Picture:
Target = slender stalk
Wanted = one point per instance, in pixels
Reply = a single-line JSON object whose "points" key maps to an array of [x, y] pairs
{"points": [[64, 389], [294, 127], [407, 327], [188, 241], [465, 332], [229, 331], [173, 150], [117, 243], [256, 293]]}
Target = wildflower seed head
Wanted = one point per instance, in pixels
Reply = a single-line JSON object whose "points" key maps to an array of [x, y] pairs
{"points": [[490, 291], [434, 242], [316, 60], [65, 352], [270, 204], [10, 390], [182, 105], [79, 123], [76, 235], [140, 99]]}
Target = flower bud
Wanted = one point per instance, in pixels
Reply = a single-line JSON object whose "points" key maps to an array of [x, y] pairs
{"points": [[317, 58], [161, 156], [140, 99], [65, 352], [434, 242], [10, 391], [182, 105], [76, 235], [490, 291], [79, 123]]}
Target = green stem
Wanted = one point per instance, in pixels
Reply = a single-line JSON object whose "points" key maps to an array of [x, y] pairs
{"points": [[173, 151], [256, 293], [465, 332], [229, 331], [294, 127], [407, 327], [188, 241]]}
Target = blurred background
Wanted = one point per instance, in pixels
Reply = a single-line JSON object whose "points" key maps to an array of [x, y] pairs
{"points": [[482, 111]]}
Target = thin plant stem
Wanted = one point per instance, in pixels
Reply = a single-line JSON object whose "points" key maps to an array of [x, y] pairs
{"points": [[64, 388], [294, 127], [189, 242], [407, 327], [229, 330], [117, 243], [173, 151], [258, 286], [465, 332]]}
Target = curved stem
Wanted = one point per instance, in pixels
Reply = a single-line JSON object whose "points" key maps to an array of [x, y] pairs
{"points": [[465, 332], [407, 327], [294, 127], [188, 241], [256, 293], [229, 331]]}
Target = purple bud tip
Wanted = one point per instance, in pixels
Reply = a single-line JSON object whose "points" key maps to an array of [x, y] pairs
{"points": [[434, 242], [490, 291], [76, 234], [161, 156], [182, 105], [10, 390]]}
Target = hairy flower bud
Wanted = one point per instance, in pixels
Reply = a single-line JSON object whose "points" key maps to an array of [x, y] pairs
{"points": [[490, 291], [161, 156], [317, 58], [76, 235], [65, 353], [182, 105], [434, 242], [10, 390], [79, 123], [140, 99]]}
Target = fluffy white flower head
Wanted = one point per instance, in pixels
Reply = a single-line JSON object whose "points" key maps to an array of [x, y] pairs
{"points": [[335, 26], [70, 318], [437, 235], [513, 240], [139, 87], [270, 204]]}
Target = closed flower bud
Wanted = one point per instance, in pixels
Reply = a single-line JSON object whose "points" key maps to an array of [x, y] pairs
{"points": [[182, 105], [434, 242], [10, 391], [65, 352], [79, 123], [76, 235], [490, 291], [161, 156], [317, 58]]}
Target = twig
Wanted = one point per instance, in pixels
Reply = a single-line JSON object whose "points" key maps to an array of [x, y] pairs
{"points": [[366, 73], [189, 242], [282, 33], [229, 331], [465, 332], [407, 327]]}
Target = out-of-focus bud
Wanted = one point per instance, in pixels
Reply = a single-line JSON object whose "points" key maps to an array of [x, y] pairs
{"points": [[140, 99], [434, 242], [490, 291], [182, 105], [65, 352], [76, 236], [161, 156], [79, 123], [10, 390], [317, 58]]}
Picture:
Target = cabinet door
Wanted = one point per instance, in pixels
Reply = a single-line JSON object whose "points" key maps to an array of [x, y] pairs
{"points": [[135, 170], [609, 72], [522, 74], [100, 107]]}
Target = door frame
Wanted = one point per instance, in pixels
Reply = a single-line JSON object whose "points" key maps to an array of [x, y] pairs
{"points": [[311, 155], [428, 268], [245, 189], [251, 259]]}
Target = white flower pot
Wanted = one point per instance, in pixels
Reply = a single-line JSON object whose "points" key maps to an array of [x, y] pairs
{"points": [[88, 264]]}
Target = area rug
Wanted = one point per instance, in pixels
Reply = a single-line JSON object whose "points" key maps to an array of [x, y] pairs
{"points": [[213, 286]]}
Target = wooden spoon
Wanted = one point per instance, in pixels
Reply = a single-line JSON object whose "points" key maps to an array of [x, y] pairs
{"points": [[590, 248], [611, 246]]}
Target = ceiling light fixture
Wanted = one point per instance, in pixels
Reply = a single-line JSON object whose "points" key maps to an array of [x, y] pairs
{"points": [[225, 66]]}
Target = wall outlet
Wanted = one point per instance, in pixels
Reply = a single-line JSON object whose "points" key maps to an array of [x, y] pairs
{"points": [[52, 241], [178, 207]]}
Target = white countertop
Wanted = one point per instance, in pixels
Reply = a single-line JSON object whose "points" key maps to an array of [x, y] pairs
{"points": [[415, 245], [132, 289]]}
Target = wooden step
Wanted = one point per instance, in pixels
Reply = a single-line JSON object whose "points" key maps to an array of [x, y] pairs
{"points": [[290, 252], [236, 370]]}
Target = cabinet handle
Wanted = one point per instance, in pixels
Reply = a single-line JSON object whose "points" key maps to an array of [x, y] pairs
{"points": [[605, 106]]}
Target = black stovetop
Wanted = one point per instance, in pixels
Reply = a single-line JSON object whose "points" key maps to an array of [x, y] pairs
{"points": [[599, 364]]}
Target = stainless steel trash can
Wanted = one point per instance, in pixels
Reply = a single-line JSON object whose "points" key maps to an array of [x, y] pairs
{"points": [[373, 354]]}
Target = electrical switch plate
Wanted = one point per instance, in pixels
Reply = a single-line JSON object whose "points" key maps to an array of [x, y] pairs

Opdracht
Typ alle bovenstaande items letterlijk over, regel voor regel.

Schriftelijk antwoord
Picture:
Target = slender stalk
Wanted = one point per instance, in pixels
Reply = a single-line JSON object whose "points" key maps to an array of [x, y] pairs
{"points": [[64, 389], [294, 127], [407, 327], [188, 241], [465, 332], [229, 331], [173, 150], [117, 243], [256, 293]]}
Target = wildflower seed head
Wanted = one point per instance, in pixels
Reply = a single-line JSON object whose "points" key maps to an array of [x, y] pairs
{"points": [[490, 291], [434, 242], [316, 60], [65, 352], [270, 204], [10, 390], [182, 105], [79, 123], [76, 235], [140, 99]]}
Target = flower bud
Wanted = one point per instance, in pixels
Reply = a single-line JSON object whose "points" key maps to an array of [x, y] pairs
{"points": [[317, 58], [161, 156], [140, 99], [65, 352], [434, 242], [10, 391], [182, 105], [76, 235], [490, 291], [79, 123]]}
Target = green stem
Wanted = one point per instance, in pixels
Reply = a single-line JSON object whose "points" key maps to an array of [x, y] pairs
{"points": [[173, 151], [256, 293], [465, 332], [229, 331], [294, 127], [407, 327], [188, 241]]}
Target = blurred background
Wanted = one point per instance, in pixels
Reply = a single-line JSON object whose "points" key maps to an array of [x, y] pairs
{"points": [[482, 111]]}
Target = thin plant stem
Wanted = one point per instance, in pixels
Reply = a single-line JSON object whose "points" key maps to an array of [x, y] pairs
{"points": [[64, 388], [294, 127], [189, 242], [407, 327], [229, 330], [117, 243], [173, 151], [258, 286], [465, 332]]}
Target = curved stem
Wanted = one point per instance, in pixels
Reply = a single-line JSON object whose "points" key maps to an array of [x, y] pairs
{"points": [[465, 332], [407, 327], [294, 127], [188, 241], [256, 293], [229, 331]]}
Target = purple bud tip
Wanted = one point per instance, in pixels
Reply = a single-line JSON object whose "points" key maps to an array of [x, y] pairs
{"points": [[434, 242], [490, 291], [76, 234], [161, 156], [182, 105], [10, 390]]}
Target = hairy flower bud
Wanted = one point per instance, in pixels
Reply = a single-line JSON object whose "points" key maps to an array of [x, y] pairs
{"points": [[490, 291], [161, 156], [317, 58], [76, 235], [65, 353], [182, 105], [434, 242], [10, 390], [79, 123], [140, 99]]}
Target = fluffy white flower head
Wanted = one point per instance, in pixels
Reply = a single-line JSON object whose "points" key maps to an array of [x, y] pairs
{"points": [[335, 26], [70, 318], [437, 235], [513, 240], [139, 87], [270, 204]]}
Target = closed flower bud
Wanted = one point per instance, in pixels
Reply = a single-line JSON object whose "points" key maps to an array of [x, y] pairs
{"points": [[182, 105], [434, 242], [10, 391], [65, 352], [79, 123], [76, 235], [490, 291], [161, 156], [317, 58]]}
Target = twig
Wanted = one point per instance, in pixels
Reply = a single-line JSON object whose "points" key maps to an array of [x, y] pairs
{"points": [[366, 73], [189, 242], [282, 33], [229, 331], [465, 332], [407, 327]]}
Target = out-of-focus bud
Wanted = one point per instance, in pixels
Reply = a single-line JSON object whose "points" key maps to an array of [x, y] pairs
{"points": [[140, 99], [434, 242], [490, 291], [182, 105], [65, 352], [76, 236], [161, 156], [79, 123], [10, 390], [317, 58]]}
Picture:
Target = cabinet door
Wanted = one point per instance, in pixels
Reply = a single-line JSON object whose "points" key maps to an array of [x, y] pairs
{"points": [[135, 170], [609, 72], [522, 74], [100, 107]]}
Target = door frame
Wanted = one point per instance, in pixels
Reply = a single-line JSON object whose "points" key maps to an array of [x, y] pairs
{"points": [[311, 155], [428, 268], [245, 189], [251, 259]]}
Target = white flower pot
Wanted = one point per instance, in pixels
Reply = a single-line JSON object whose "points" key maps to an array of [x, y] pairs
{"points": [[88, 264]]}
Target = area rug
Wanted = one point per instance, in pixels
Reply = a single-line JSON object whose "points" key maps to an array of [x, y] pairs
{"points": [[213, 286]]}
Target = wooden spoon
Wanted = one point per instance, in pixels
Reply = a single-line JSON object whose "points" key maps to an array of [x, y] pairs
{"points": [[590, 248], [611, 246]]}
Target = ceiling light fixture
Wanted = one point per instance, in pixels
Reply = a single-line JSON object whose "points" key maps to an array of [x, y] pairs
{"points": [[225, 66]]}
Target = wall outlet
Wanted = one point per instance, in pixels
Reply = a single-line JSON object whose "points" key maps to an array of [x, y] pairs
{"points": [[52, 241], [178, 207]]}
Target = white countertop
Wanted = one point per instance, in pixels
Reply = a single-line JSON object whose "points" key maps to an array of [x, y] pairs
{"points": [[415, 245], [132, 289]]}
Target = wooden step
Wanted = one point per instance, in pixels
Reply = a single-line JSON object whose "points" key maps to an array of [x, y] pairs
{"points": [[290, 252], [236, 370]]}
Target = cabinet handle
Wanted = one point per instance, in pixels
Reply = a single-line JSON object whose "points" key maps to an array of [x, y] pairs
{"points": [[605, 106]]}
Target = black stovetop
Wanted = one point per instance, in pixels
Reply = a single-line JSON object whose "points" key maps to an array of [x, y] pairs
{"points": [[599, 364]]}
Target = stainless steel trash can
Wanted = one point per instance, in pixels
Reply = a single-line JSON object whose "points" key maps to an array of [x, y] pairs
{"points": [[373, 354]]}
Target = electrical switch plate
Wanted = one point per instance, in pixels
Reply = a single-line JSON object whose "points" key maps to an array of [x, y] pairs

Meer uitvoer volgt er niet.